▶ _SELECTED PASSAGE_:
Yes the heat transfer is proportional to the diff. in the 4th. powers of the absolute temperatures. How is this relative to the general issue at hand?

Certainly plywood is not a black body radiator. But it does have a much higher emissivity than aluminum foil for instance.

Shingle reflect most of the solar heat?!?! No, they do not. That is why attics get so hot. Most asphalt shingles suck up heat like a sponge. The only thing that prevents the underside of the roof from getting too hot is ventilation, heat loss to the ceiling of the rooms below, and the tiny insulating value of the plywood roof.

I typed my reply over lunch, and so didn’t have time to investigate the product in question (or apparently to comment that I didn’t investigate the product.) However, even if the product mentioned does not work, it does not negate the logic of radiative barriers properly used.

Well, no, you couldn’t. If the reflective surface is in contact with anything, simple conduction will be the driving factor, thus completely negating the low emissivity of the lining.

Actually, covering the underside with foil IS a succesfull heat transfer barrier. There is in fact a commercial reflective insulation product (laminated to a bubblewrap carrier for toughness.) And shingle life is dependent upon area of the country. Houses built with structural insulated panels have no ventilation under the shingles, and are directly insulated by a foot or two of foam under the shingles.

The conclusion arrived at during a c 2002 SDMB thread is that this foil-faced radiant barrier (available at Home Depot, among others) wouldn’t quite work as advertised. First, fiberglass insulation particles would eventually settle on the foil, thus decreasing the barrier’s reflextivity and, two, trapping a superheated layer of heat between exterior shingles and interior radiant barrier would hasten the wear of shingles.

Naturally, no one provided the necessary calculations to back up their conclusions, but that was the consensus.

Yes, radiant barrier laid flat above ceiling would fail to be useful after it became covered with dust.
Radiant barrier under the roof would work and would not likely fail, but would raise the temp of the roofing. Whether this would cause the roofing to fail depends on the type of roofing and the climate. To simply discard this option out of hand based on an unstated set of assumptions is not tremendously helpful to those trying to determine if it will be helpful to them.

Other posters hashed out those “unstated set of assumptions” in an earlier thread. I’m not discounting any option. Merely repeating what other posters said. Contact the Department of Energy.

From assorted websites. Hope this helps.
What are radiant barriers? Are radiant barriers an effective way to upgrade my home’s insulation performance?

Radiant barriers recognized by energy codes come in three basic types: single layer film material, multilayer or bubble film material, and single films applied directly to the underside of roof (plywood/OSB) sheathings. Radiant barriers are not insulation, and by definition, have no R-value.

▶ _EXERCISES_:
1. According to the discussion of radiant barriers, what are the basic types of radiant barriers that energy codes recognize? List all of them.
2. Reproduce the discussion of radiant barriers word for word, from "I typed my reply" up to and including "of the lining.".

▶ _EXCERPTED RECORDS_:
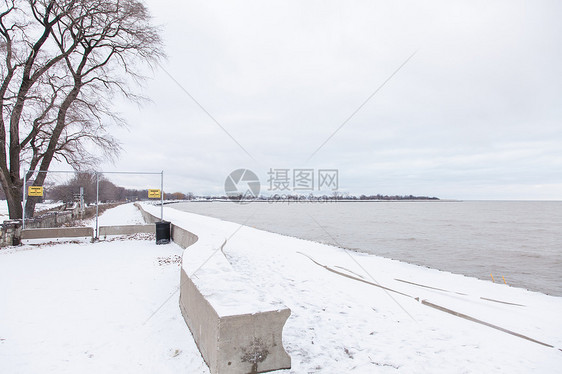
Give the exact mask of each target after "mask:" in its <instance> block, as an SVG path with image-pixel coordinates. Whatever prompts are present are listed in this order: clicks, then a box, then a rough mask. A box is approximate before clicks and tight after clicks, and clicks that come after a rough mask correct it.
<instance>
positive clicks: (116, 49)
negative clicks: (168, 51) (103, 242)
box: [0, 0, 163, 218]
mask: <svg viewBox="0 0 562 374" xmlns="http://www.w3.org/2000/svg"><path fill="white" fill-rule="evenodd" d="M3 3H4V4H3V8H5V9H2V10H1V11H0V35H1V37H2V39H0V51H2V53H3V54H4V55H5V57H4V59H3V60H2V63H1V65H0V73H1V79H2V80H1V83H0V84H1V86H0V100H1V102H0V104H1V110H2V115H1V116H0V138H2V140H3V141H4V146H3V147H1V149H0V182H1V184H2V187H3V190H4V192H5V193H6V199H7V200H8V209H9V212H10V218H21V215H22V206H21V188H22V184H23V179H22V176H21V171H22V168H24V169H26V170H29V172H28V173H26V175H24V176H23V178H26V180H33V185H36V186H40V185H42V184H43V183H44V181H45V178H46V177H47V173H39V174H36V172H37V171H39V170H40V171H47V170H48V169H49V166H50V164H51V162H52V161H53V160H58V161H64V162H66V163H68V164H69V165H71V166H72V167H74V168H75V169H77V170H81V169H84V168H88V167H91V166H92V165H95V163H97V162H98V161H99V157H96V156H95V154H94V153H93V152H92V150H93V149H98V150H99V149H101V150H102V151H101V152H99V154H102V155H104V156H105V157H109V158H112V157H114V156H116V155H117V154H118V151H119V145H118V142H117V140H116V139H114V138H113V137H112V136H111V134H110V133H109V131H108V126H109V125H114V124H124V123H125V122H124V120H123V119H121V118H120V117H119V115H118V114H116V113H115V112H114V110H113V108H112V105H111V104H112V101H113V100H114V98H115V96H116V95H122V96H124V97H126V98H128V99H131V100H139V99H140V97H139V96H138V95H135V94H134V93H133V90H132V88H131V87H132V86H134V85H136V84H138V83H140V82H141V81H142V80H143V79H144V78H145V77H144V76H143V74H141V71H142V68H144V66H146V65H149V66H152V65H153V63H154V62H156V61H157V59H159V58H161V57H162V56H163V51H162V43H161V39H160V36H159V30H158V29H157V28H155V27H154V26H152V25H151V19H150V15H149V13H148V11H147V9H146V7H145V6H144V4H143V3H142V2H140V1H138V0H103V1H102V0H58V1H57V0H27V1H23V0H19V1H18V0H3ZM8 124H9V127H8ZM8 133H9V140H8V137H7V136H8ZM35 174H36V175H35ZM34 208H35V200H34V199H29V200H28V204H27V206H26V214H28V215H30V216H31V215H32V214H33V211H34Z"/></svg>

---

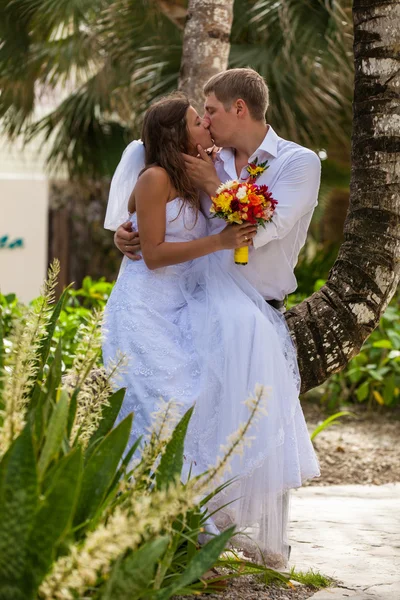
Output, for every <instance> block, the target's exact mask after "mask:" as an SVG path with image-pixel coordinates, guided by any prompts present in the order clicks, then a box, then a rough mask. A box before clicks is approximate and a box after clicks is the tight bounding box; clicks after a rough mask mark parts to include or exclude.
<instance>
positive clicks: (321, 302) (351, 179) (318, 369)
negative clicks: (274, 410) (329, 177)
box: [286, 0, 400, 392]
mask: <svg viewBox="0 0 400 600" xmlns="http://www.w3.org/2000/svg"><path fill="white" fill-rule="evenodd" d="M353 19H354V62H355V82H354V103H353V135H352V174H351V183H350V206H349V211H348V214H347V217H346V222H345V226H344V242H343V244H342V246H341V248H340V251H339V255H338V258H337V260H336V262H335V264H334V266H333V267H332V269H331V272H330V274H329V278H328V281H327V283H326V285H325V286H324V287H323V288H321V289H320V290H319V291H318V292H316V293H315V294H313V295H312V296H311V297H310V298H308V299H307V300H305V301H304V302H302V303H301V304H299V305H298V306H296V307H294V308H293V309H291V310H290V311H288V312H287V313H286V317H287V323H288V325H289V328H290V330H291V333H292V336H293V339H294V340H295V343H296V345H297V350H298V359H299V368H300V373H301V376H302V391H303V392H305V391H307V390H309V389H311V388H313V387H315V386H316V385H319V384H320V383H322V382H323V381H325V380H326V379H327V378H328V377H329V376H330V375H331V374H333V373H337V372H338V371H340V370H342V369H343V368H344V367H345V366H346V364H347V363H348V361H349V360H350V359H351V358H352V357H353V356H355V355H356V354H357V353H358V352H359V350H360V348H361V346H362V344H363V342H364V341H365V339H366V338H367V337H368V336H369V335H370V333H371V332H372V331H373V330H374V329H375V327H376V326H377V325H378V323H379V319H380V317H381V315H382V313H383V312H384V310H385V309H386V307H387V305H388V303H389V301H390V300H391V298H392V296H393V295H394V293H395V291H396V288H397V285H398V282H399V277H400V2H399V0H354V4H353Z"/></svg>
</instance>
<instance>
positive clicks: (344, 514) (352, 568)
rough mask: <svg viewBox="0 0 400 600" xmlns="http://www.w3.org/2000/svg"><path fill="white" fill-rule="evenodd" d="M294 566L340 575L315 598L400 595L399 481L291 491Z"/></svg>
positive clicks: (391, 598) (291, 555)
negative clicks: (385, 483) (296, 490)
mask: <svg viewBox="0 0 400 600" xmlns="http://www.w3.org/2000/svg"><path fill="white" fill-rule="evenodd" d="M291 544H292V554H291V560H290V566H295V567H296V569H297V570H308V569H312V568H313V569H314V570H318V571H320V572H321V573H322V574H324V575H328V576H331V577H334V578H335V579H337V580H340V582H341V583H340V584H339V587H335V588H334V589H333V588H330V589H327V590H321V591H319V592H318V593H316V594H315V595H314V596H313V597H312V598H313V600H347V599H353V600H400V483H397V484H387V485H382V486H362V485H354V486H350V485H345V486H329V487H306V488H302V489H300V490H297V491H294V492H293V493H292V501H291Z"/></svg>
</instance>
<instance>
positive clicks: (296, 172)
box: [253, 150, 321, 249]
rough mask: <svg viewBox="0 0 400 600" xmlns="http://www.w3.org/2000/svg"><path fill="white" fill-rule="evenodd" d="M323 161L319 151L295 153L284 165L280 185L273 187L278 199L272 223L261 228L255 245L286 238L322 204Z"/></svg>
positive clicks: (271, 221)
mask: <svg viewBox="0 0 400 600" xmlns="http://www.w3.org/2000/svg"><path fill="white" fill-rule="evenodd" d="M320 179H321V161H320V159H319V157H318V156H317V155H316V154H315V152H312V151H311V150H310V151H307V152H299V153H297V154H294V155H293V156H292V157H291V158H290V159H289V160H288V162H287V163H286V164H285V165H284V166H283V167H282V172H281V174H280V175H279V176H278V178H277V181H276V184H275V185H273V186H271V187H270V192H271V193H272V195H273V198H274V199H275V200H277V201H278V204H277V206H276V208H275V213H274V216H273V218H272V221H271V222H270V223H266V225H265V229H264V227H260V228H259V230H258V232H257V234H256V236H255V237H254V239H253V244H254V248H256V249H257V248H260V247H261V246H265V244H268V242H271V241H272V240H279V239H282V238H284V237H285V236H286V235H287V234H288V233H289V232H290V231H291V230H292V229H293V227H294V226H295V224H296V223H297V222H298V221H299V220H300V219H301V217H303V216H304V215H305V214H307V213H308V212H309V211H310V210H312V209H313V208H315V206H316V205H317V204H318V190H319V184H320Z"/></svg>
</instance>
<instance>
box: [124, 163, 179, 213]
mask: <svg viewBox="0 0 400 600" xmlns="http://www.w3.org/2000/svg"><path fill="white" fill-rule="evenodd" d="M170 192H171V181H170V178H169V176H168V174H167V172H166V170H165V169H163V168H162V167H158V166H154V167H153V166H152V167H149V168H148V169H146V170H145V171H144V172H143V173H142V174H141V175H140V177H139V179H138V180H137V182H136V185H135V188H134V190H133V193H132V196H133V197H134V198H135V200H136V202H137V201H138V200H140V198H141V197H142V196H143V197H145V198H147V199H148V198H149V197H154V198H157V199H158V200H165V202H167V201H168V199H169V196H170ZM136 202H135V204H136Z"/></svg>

==

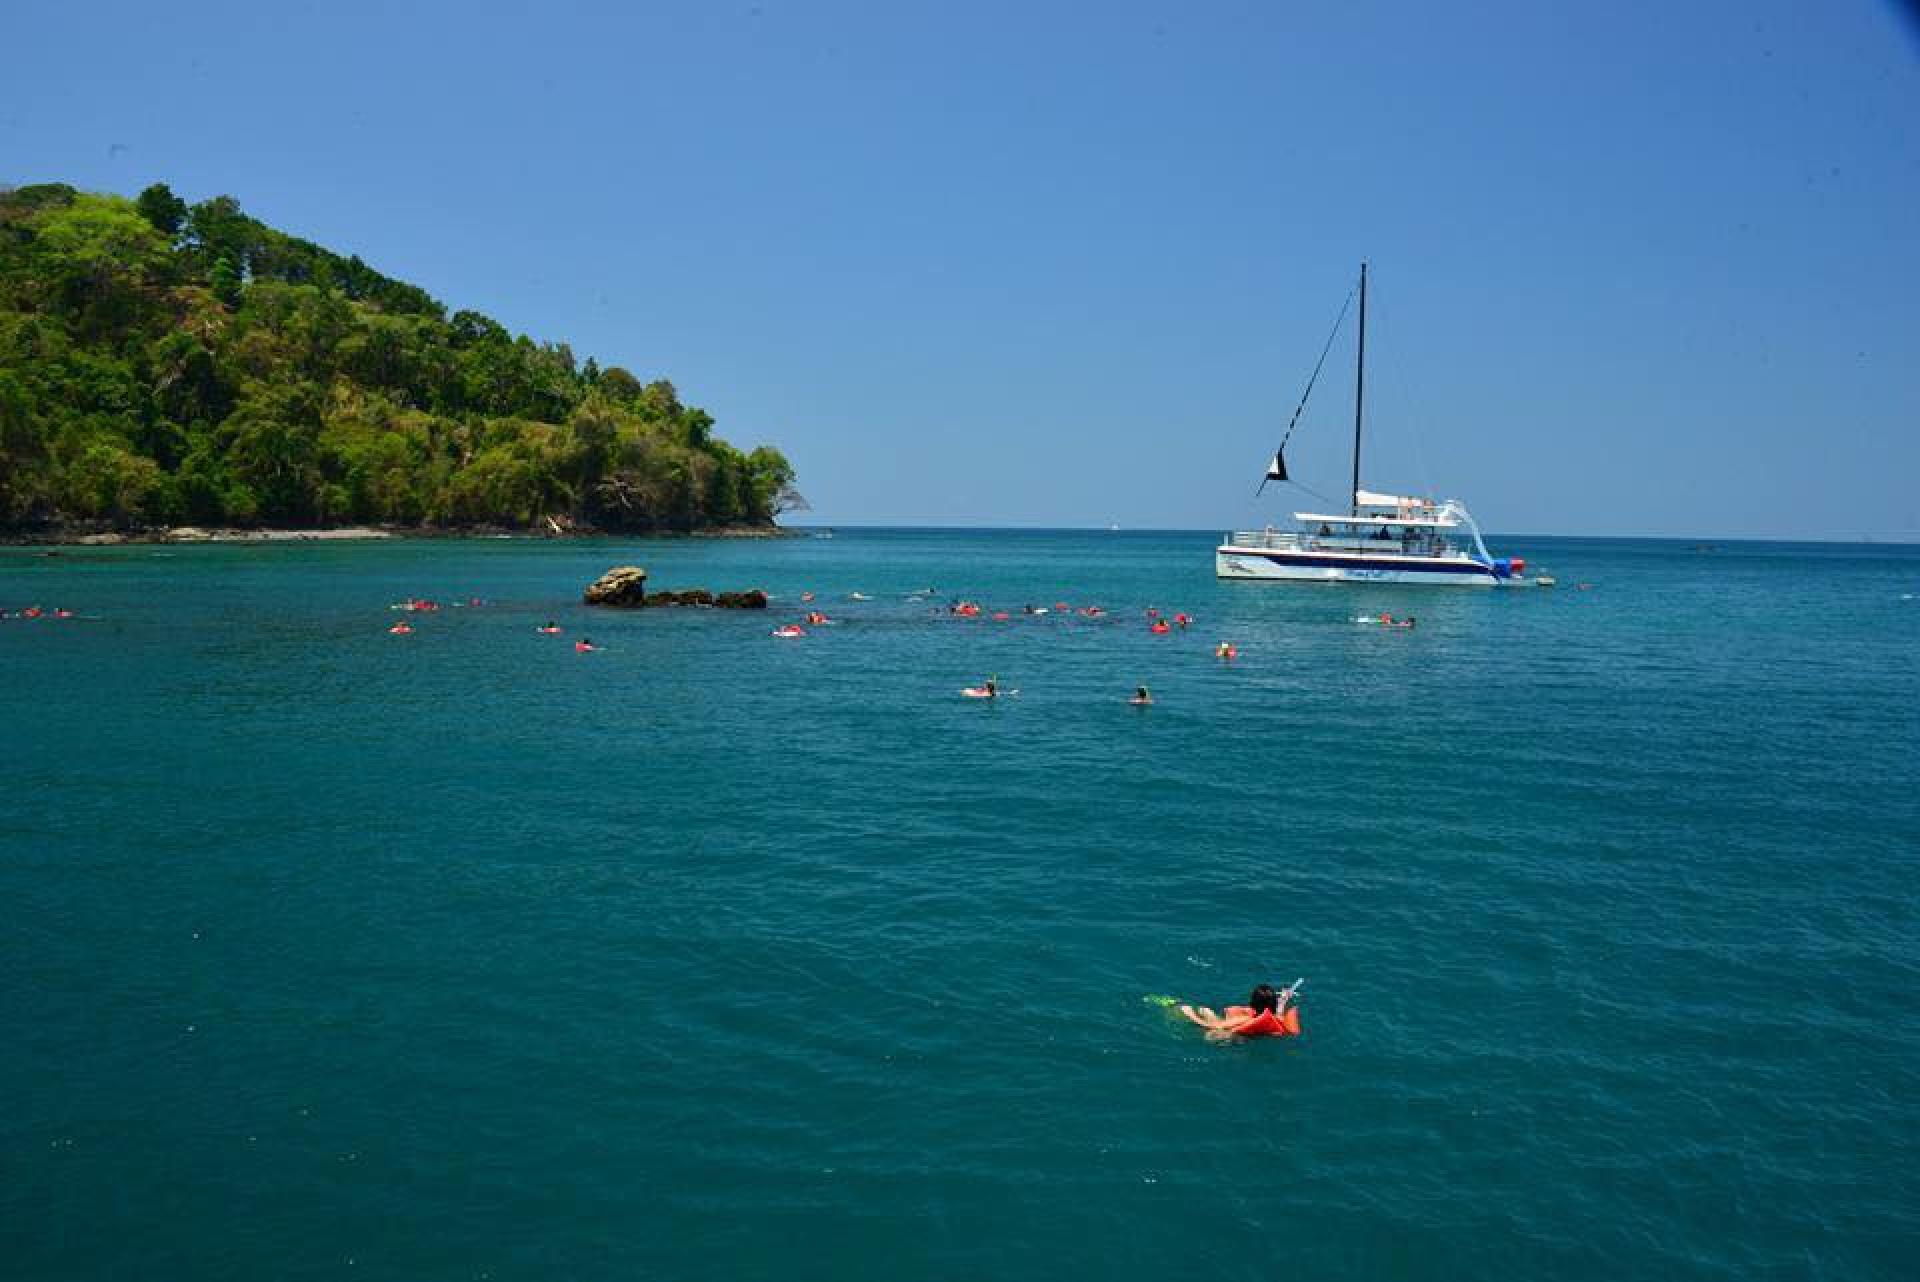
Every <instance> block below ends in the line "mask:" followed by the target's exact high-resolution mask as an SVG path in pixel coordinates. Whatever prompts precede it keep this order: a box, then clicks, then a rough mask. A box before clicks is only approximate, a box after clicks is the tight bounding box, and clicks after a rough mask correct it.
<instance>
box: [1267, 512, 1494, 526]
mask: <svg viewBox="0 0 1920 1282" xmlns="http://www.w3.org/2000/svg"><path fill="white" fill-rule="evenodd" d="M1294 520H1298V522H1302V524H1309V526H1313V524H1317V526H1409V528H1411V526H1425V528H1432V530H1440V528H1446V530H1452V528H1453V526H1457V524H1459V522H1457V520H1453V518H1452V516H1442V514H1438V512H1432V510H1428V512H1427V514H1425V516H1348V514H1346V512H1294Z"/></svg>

▶ _ANSWERS TO EACH TASK_:
1.
- Single layer film material
- Multilayer or bubble film material
- Single films applied directly to the underside of roof (plywood/OSB) sheathings

2.
I typed my reply over lunch, and so didn’t have time to investigate the product in question (or apparently to comment that I didn’t investigate the product.) However, even if the product mentioned does not work, it does not negate the logic of radiative barriers properly used.

Well, no, you couldn’t. If the reflective surface is in contact with anything, simple conduction will be the driving factor, thus completely negating the low emissivity of the lining.